**EXTRACT TO READ**

================

Abstract
Purpose
Eco-innovation strategies are increasingly adopted to ensure the minimization of environmental impacts. Nonetheless, only a comprehensive integrated assessment along the life cycle stages of a product may ensure a robust analysis of the benefit of the innovation. The object of the present study is the environmental assessment of furniture prototypes produced using certified wood and integrating eco-design criteria in their conception. The aim of the study was twofold: firstly, to evaluate the environmental profile of the furniture, highlighting possible hot spots of impacts, and secondly, to evaluate the capability of life cycle assessment (LCA) to identify the environmental benefit associated to the adoption of eco-innovation strategies, such as the following: ensuring short supply chain from raw material to production; using wood coming from certified forests (according to PEFC scheme); and the implementation of eco-design principles, also associated with green public procurement requirements.
Methods
LCA has been applied in a case study related to the wood furniture sector in the alpine region of Northern Italy. Every activity was modeled using primary data, related to the inputs and outputs of the processes, provided directly by the designers and by woodworking firms. Input data related to forestry activities and wood extraction were collected and processed in a previous phase of the study. The life cycle of a prototype school desk from the cradle-to-gate perspective was analyzed. A woodworking plant was examined in detail, dividing the whole manufacturing process into four phases: panels production, woodworking, painting and steel parts processing. The system boundaries included all the activities which take place inside the plant as well as energy inputs, transports and ancillary products used.

================

**RECORDS SUPPLIED**
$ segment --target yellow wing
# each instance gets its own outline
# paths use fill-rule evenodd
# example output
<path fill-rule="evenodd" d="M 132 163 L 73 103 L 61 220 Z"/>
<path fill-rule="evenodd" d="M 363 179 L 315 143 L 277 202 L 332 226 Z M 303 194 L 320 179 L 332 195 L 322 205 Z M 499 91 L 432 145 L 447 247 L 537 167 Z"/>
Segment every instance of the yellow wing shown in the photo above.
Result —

================

**PROBLEMS**
1/ In the abstract on wood furniture, what are the phases of the manufacturing process at the woodworking plant?
2/ Carry on the abstract on wood furniture past its last sentence.
The records have nothing to do with the abstract on wood furniture.

**OUTPUTS BY TASK**
1/ Panels production, woodworking, painting, and steel parts processing.

2/
Results and discussion
The results highlighted that the working phases showing the greatest environmental burdens were the production of solid wood panels and the processing of iron parts. No concerns about chemicals, glues and paints were raised, due to the eco-design principles implemented in the production of the furniture. The choice of a short supply chain allowed for drastic reductions in the impacts associated to long-distance transports. Three sensitivity analyses were carried out to test the robustness of results concerning the following: (1) glue options, (2) drying phase and VOC emissions, and (3) transport options.
Conclusions
This study proves to which extent eco-design criteria implemented in practice improve the environmental performance of products. All positive effects due to decisions taken in school desk design and conception were supported by evidence.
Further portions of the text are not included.